=== SHORT EXERCISE ===
Rewrite all of the data below, replacing each occurrence of "Target" with "Object" and leaving everything else unchanged. Omit the pictures from the rewritten version.

=== TASK INPUTS ===
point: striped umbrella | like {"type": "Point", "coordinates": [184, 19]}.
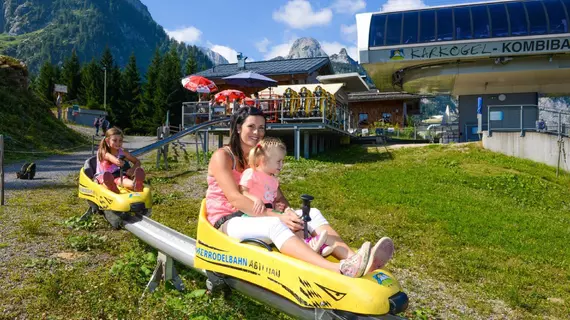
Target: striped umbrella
{"type": "Point", "coordinates": [199, 84]}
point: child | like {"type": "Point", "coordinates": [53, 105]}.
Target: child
{"type": "Point", "coordinates": [260, 185]}
{"type": "Point", "coordinates": [109, 164]}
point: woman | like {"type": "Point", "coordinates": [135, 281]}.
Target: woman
{"type": "Point", "coordinates": [225, 205]}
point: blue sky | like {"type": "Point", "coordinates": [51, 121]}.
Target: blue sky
{"type": "Point", "coordinates": [264, 29]}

=== SOLVED PROBLEM ===
point: striped umbrella | like {"type": "Point", "coordinates": [184, 19]}.
Object: striped umbrella
{"type": "Point", "coordinates": [199, 84]}
point: child | like {"type": "Point", "coordinates": [53, 105]}.
Object: child
{"type": "Point", "coordinates": [260, 185]}
{"type": "Point", "coordinates": [109, 164]}
point: woman | like {"type": "Point", "coordinates": [135, 281]}.
Object: woman
{"type": "Point", "coordinates": [225, 205]}
point: blue sky | like {"type": "Point", "coordinates": [51, 121]}.
Object: blue sky
{"type": "Point", "coordinates": [264, 29]}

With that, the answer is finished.